#### LISTED RECORDS
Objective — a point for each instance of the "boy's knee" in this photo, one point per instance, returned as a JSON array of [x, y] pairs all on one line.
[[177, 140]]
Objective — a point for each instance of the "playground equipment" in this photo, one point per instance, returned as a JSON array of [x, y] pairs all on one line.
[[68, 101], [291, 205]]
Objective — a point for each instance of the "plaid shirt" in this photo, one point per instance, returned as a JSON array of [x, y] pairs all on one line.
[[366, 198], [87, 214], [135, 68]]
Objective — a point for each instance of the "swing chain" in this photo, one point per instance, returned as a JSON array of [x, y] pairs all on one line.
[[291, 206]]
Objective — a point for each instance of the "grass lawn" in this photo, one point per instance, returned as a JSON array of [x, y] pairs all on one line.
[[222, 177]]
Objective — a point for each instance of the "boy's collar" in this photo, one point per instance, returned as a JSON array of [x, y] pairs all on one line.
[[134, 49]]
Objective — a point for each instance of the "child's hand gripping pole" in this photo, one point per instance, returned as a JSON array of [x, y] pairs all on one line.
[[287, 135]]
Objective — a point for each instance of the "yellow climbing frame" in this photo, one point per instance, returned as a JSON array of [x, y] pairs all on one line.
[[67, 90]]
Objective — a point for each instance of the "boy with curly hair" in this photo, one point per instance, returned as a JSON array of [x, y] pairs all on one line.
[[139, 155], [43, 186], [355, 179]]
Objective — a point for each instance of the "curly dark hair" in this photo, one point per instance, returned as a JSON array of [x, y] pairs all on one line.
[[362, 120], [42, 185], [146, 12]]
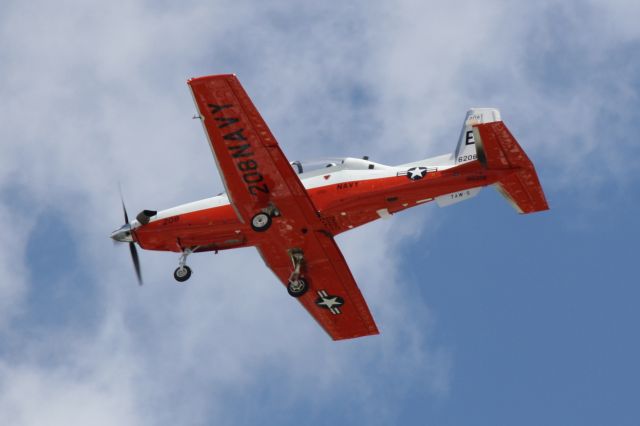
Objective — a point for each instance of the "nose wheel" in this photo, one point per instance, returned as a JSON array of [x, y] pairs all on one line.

#### EXERCISE OBJECTIVE
Could you rewrite the lines above with every "photo" changed to "image", leaving out the pictures and keeping everything else the same?

#### EXERCISE SOLUTION
Objective — a point for each instance of the "boy's knee" in this image, one point per instance, returned as a JSON array of [x, y] pairs all on one line.
[[177, 140]]
Objective — a point for each instance of the "playground equipment" in this image, one point per instance, returned as a JSON array of [x, y] pairs all on one line.
[[68, 101], [291, 205]]
Objective — a point for each instance of the "plaid shirt" in this image, one point per instance, returned as a JSON array of [x, y] pairs all on one line.
[[366, 198], [87, 214], [135, 68]]
Objective — a point for each instance of the "swing chain" in this image, one point per instance, returned as a JSON array of [x, y] pairs all on one line.
[[291, 206]]
Objective — a point for each instance of the "grass lawn" in this image, one point per instance, returned as a JSON array of [x, y] pairs all on one line.
[[222, 177]]
Objective — a point for each instance of the "boy's collar" in this image, one point per instance, returned as a JSON array of [x, y] pairs all on one line.
[[134, 49]]
Objective — a point for each instance of the "child's hand gripping pole" in this image, one point per instance, returned as a JSON array of [x, y] pairs all on one line.
[[287, 135]]
Objective — a point for each instance of the "yellow climbing frame" in this image, one point per instance, returned as a JSON array of [x, y] pairs all on one line.
[[67, 90]]
Objective — a point for each instance of the "boy with curly hair" in this image, one point per instance, returned as a JSON array of [x, y] pairs all on one line.
[[139, 155], [43, 186], [355, 179]]
Objective — a point for each instance of the "curly dark hair" in this image, one point per instance, returned as a JSON array of [x, y] pairs all on one line.
[[362, 120], [42, 185], [146, 12]]
Objective — a point for each instance of the "nose wheel" in this image, one point per instance, returned as a JSON array of [x, y] pairs all on one line.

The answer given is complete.